→ Work to complete: Your task is to extract every line from the material below exactly.

┌──

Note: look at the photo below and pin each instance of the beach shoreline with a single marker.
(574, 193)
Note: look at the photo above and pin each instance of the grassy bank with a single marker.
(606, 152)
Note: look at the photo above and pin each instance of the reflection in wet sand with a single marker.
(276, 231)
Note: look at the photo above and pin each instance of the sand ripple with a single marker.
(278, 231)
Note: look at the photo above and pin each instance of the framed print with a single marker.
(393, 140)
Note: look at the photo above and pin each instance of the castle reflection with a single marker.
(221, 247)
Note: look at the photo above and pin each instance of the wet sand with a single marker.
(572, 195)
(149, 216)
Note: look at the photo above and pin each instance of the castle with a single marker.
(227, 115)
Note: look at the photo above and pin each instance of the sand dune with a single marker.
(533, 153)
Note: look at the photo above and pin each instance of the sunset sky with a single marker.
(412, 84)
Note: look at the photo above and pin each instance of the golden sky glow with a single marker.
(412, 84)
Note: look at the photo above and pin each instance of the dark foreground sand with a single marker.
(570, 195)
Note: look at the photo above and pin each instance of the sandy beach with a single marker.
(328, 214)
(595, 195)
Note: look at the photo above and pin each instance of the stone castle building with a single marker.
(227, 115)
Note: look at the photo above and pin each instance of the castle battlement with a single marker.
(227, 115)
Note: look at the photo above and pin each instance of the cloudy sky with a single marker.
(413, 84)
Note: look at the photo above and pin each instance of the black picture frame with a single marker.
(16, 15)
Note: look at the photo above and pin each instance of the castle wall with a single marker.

└──

→ Reply to the task:
Note: look at the photo below and pin each instance of the beach shoreline with a single marker.
(574, 193)
Note: look at the photo above and pin each instance of the grassy bank with a single marker.
(606, 152)
Note: look at the photo above and pin each instance of the reflection in wet sand with a single marker.
(276, 231)
Note: look at the photo above and pin each instance of the sand ripple with a single marker.
(278, 231)
Note: look at the photo above and pin each instance of the framed print with a single marker.
(393, 140)
Note: look at the photo above and pin each instance of the castle reflection with a single marker.
(221, 247)
Note: look at the photo above and pin each instance of the wet sand with a single marker.
(572, 195)
(149, 216)
Note: look at the photo above and pin each instance of the castle with a single marker.
(227, 115)
Note: look at the photo above and pin each instance of the sand dune with a single marker.
(533, 153)
Note: look at the photo above and pin each instance of the sunset sky with a single marker.
(412, 84)
Note: look at the photo above and pin each instance of the golden sky glow with a single marker.
(412, 84)
Note: look at the photo above and pin each instance of the dark foreground sand with a single marker.
(570, 195)
Note: look at the photo above and pin each instance of the sandy beach with a single marker.
(328, 214)
(595, 195)
Note: look at the photo above and pin each instance of the stone castle building with a single marker.
(227, 115)
Note: look at the photo above and pin each instance of the castle battlement with a single marker.
(227, 115)
Note: look at the photo above and pin each instance of the cloudy sky with a single marker.
(413, 84)
Note: look at the photo above and pin each instance of the black picture frame with a single marker.
(16, 15)
Note: look at the photo above and pin each instance of the castle wall with a single marker.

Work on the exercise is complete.